## Stored data:
______

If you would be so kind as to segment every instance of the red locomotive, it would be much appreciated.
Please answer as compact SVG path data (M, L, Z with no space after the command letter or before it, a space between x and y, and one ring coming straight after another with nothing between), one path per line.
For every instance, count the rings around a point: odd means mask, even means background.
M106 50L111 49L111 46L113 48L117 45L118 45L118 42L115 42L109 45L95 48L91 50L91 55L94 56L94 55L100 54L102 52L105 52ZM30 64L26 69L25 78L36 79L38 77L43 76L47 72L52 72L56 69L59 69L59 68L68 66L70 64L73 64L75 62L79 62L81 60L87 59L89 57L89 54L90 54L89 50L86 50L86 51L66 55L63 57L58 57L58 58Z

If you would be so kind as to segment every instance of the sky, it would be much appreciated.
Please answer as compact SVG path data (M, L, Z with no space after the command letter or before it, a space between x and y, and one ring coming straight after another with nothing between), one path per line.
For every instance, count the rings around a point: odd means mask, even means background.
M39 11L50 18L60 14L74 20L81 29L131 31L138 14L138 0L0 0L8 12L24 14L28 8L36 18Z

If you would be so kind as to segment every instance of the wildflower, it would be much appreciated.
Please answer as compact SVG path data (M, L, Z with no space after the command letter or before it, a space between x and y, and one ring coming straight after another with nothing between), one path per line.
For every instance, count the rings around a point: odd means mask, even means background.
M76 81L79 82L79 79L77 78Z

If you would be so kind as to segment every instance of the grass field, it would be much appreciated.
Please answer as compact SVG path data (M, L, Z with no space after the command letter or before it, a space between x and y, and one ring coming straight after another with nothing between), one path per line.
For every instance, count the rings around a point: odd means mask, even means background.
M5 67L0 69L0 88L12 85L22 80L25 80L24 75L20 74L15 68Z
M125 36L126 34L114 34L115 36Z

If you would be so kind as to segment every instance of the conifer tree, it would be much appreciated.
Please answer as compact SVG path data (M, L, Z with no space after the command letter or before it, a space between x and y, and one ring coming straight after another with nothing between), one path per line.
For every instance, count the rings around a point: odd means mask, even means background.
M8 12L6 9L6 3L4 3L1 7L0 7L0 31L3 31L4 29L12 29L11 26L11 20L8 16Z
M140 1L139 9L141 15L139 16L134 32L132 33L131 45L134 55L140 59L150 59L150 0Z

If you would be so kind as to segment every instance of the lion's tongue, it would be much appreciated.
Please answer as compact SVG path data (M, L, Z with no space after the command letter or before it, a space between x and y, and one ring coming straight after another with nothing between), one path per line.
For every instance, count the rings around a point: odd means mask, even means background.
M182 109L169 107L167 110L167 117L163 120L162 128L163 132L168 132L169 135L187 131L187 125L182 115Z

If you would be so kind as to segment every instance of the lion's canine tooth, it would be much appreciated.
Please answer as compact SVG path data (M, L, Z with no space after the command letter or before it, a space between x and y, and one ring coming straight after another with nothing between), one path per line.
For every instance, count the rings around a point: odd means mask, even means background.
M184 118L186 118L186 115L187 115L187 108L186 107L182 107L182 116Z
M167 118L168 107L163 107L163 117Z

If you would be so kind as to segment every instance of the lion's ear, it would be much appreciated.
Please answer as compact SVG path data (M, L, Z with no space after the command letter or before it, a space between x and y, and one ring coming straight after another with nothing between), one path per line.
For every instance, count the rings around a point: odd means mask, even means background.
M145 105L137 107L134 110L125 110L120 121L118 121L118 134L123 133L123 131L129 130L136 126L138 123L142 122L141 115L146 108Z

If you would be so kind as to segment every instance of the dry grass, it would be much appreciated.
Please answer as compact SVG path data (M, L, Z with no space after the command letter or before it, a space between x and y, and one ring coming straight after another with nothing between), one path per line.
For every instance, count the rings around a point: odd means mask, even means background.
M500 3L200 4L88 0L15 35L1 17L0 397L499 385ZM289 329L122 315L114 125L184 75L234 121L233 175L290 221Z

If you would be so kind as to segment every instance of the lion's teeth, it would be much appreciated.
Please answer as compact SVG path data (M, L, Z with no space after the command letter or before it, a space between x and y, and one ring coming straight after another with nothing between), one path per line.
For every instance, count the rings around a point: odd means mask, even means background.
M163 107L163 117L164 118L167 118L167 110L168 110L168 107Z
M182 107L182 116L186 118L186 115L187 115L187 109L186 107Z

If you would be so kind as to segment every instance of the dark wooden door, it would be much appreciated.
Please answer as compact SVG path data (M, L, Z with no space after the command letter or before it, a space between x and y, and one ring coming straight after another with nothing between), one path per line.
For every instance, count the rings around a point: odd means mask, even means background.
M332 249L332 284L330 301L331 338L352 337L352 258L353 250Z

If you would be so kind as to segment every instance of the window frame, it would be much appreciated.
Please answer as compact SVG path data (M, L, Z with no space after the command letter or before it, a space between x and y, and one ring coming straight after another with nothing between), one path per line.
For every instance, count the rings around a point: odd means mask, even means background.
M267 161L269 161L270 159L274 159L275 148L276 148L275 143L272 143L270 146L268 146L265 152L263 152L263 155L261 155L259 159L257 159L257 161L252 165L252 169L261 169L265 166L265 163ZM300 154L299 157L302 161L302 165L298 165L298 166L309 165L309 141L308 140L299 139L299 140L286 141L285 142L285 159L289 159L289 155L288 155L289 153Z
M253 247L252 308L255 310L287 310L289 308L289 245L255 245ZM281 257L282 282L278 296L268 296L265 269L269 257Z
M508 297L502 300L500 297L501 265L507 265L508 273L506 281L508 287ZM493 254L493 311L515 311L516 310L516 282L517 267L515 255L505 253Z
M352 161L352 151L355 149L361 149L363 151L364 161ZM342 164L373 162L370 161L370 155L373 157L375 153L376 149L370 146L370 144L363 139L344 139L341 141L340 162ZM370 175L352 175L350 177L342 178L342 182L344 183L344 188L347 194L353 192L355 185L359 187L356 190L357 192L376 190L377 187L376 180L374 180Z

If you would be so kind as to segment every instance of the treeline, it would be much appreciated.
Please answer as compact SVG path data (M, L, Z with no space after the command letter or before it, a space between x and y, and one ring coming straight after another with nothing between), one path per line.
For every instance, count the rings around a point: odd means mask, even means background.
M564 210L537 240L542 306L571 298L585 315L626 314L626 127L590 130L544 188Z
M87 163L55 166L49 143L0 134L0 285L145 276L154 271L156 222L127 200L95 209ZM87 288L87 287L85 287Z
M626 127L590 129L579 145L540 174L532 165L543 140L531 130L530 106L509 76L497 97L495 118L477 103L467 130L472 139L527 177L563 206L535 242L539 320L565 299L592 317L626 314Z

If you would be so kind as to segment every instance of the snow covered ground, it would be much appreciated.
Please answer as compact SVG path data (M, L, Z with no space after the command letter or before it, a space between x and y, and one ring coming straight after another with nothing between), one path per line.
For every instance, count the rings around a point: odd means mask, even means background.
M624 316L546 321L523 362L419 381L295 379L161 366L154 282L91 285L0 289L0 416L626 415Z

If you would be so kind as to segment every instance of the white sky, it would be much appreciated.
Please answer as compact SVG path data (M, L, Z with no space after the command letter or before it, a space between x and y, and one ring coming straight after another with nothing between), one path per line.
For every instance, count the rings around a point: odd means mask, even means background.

______

Repeat every line of the data verbatim.

## ANSWER TO THIS EXERCISE:
If you would be so kind as to segment every instance of the red locomotive, it would be much appreciated.
Please answer as compact SVG path data (M, L, Z with no space after the command letter or before it, a space between x and y, and one ring coming straight after another with nothing between), one path per line.
For every instance, count the rings around a point: odd means mask, even means background.
M106 50L111 49L111 46L113 48L117 45L118 45L118 42L115 42L109 45L95 48L91 50L91 55L94 56L94 55L100 54L102 52L105 52ZM30 64L26 69L25 78L36 79L38 77L43 76L47 72L52 72L56 69L59 69L59 68L68 66L70 64L73 64L75 62L79 62L81 60L87 59L89 57L89 54L90 54L89 50L86 50L86 51L66 55L63 57L58 57L58 58Z

If you would be so kind as to segment every instance of the sky, it would be much appreciated.
Please answer as compact SVG path data (M, L, Z with no space after the command letter or before it, a space between x and y, and one ring coming straight after another with nothing between), one path per line.
For every instance, count the rings around a point: odd means mask, even means background.
M39 11L50 18L60 14L74 20L81 29L131 31L138 14L138 0L0 0L8 12L24 14L28 8L36 18Z

If you would be so kind as to segment every instance of the wildflower, it would be much appreciated.
Please answer as compact SVG path data (M, L, Z with no space after the command letter or before it, a space between x and y, and one ring coming straight after another with nothing between), one path per line.
For every instance, count the rings around a point: odd means mask, even means background.
M76 81L79 82L79 79L77 78Z

If you would be so kind as to segment every instance of the grass field, it would be much appreciated.
Please answer as compact SVG path data (M, L, Z with no space after the command letter or before it, a space between x and y, and one ring coming straight after another with nothing between), one path per line.
For every instance, count the rings around a point: odd means mask, even means background.
M5 67L0 69L0 88L12 85L22 80L25 80L24 75L20 74L15 68Z
M125 36L126 34L114 34L115 36Z

If you would be so kind as to segment every instance of the conifer tree, it would be much appreciated.
Please answer as compact SVG path data (M, L, Z with no space after the command letter or before it, a space between x and y, and one ring coming straight after another with nothing between), one path per line.
For every instance, count the rings around a point: odd means mask, even means background.
M8 12L6 9L6 3L4 3L1 7L0 7L0 31L3 31L4 29L12 29L11 26L11 20L8 16Z
M140 1L139 9L141 15L139 16L134 32L132 33L131 45L134 55L140 59L150 59L150 0Z

If you would be so kind as to segment every instance of the lion's tongue, it would be much appreciated.
Please answer as compact SVG path data (M, L, Z with no space after the command letter or before it, a space between x and y, and one ring coming straight after another with nothing between), one path per line.
For every instance, count the rings around a point: odd means mask, even means background.
M182 109L169 107L167 110L167 117L163 120L162 128L163 132L168 132L169 135L187 131L187 125L182 115Z

If you would be so kind as to segment every instance of the lion's canine tooth, it would be much appreciated.
Please answer as compact SVG path data (M, L, Z with no space after the command letter or before it, a space between x and y, and one ring coming straight after another with nothing between), one path per line.
For every instance, count the rings around a point: odd means mask, even means background.
M184 118L186 118L186 115L187 115L187 108L186 107L182 107L182 116Z
M167 118L168 107L163 107L163 117Z

If you would be so kind as to segment every instance of the lion's ear, it would be much appreciated.
Please answer as compact SVG path data (M, L, Z with no space after the command letter or before it, a space between x and y, and one ring coming straight after another with nothing between), one path per line.
For every instance, count the rings around a point: odd means mask, even means background.
M145 105L137 107L134 110L125 110L120 121L118 121L118 134L123 133L123 131L129 130L136 126L138 123L142 122L141 115L146 108Z

If you would be so kind as to segment every instance of the dry grass, it would be much appreciated.
Please answer as compact SVG path data (M, L, Z with no space after the command letter or before it, a space between x and y, and one ring coming straight after another with nothing between), one path per line.
For every instance, count the rings around a point: odd means mask, even means background.
M500 3L200 4L88 0L15 35L1 17L0 397L499 385ZM289 329L122 315L114 125L184 75L234 121L233 175L290 221Z

If you would be so kind as to segment every instance of the lion's teeth, it would be much appreciated.
Please answer as compact SVG path data (M, L, Z with no space after the command letter or before it, a space between x and y, and one ring coming straight after another with nothing between), one path per line.
For every instance, count the rings around a point: odd means mask, even means background.
M163 107L163 117L164 118L167 118L167 110L168 110L168 107Z
M182 107L182 116L186 118L186 115L187 115L187 109L186 107Z

If you would be so kind as to segment every instance of the dark wooden door, it would be much appreciated.
Please answer as compact SVG path data (M, L, Z with no space after the command letter or before it, a space between x and y, and one ring coming straight after another with nothing between), one path per line.
For every instance, count the rings around a point: odd means mask, even means background.
M332 249L332 284L330 301L331 338L352 337L352 258L353 250Z

If you would be so kind as to segment every instance of the window frame, it would be much appreciated.
Please answer as compact SVG path data (M, L, Z with no space after the command letter or before it, a space between x and y, and one ring coming straight after another with nothing between), one path per line.
For every instance, count the rings around a point: odd means mask, even means background.
M267 161L269 161L270 159L274 159L275 148L276 148L275 143L272 143L270 146L268 146L265 152L263 152L263 155L261 155L259 159L257 159L257 161L252 165L252 169L261 169L265 166L265 163ZM300 154L299 157L302 161L302 165L298 165L298 166L309 165L309 141L308 140L299 139L299 140L286 141L285 142L285 159L289 159L289 155L288 155L289 153Z
M253 247L252 308L255 310L287 310L289 308L289 245L255 245ZM281 257L282 282L278 296L268 296L265 269L269 257Z
M508 297L502 300L500 297L501 265L507 265L508 273L506 281L508 287ZM493 254L493 311L515 311L516 310L516 282L517 267L515 255L505 253Z
M352 161L352 151L355 149L361 149L363 151L364 161ZM342 164L373 162L370 161L370 155L373 157L375 153L376 149L370 146L370 144L363 139L344 139L341 141L340 162ZM370 175L352 175L350 177L342 178L342 182L344 183L344 188L347 194L353 192L355 185L359 187L356 190L357 192L376 190L377 187L376 180L374 180Z

If you would be so kind as to segment every instance of the treeline, it would be much appreciated.
Please answer as compact SVG path data (M, L, Z with no space after the command letter or before it, a space between x and y, and one ring coming straight after another with nothing between), one path per line.
For every instance, count the rings around a point: odd means mask, even means background.
M564 210L537 240L542 306L571 298L585 315L626 314L626 127L590 130L544 188Z
M87 163L55 166L49 143L0 134L0 285L145 276L154 271L156 222L127 200L95 209ZM87 288L87 287L85 287Z
M626 127L590 129L579 145L540 174L532 165L543 140L531 130L530 106L509 76L497 97L495 118L477 103L467 130L472 139L527 177L563 206L535 242L539 320L565 299L592 317L626 314Z

If you would be so kind as to segment every instance of the snow covered ground, it would be much appreciated.
Please answer as compact SVG path data (M, L, Z with no space after the command letter or before it, a space between x and y, and one ring coming straight after another with nothing between), one path per line.
For every instance, count the rings around a point: odd means mask, even means background.
M624 316L546 321L523 362L419 381L295 379L161 366L154 282L91 285L0 289L0 416L626 415Z

If you would be so kind as to segment every instance of the white sky, it would be much appreciated.
Please answer as compact SVG path data (M, L, Z with no space after the command letter or before it, a space between x and y, and one ring coming straight after another with nothing between), one path per line.
For every instance, count the rings around a point: odd means mask, even means background.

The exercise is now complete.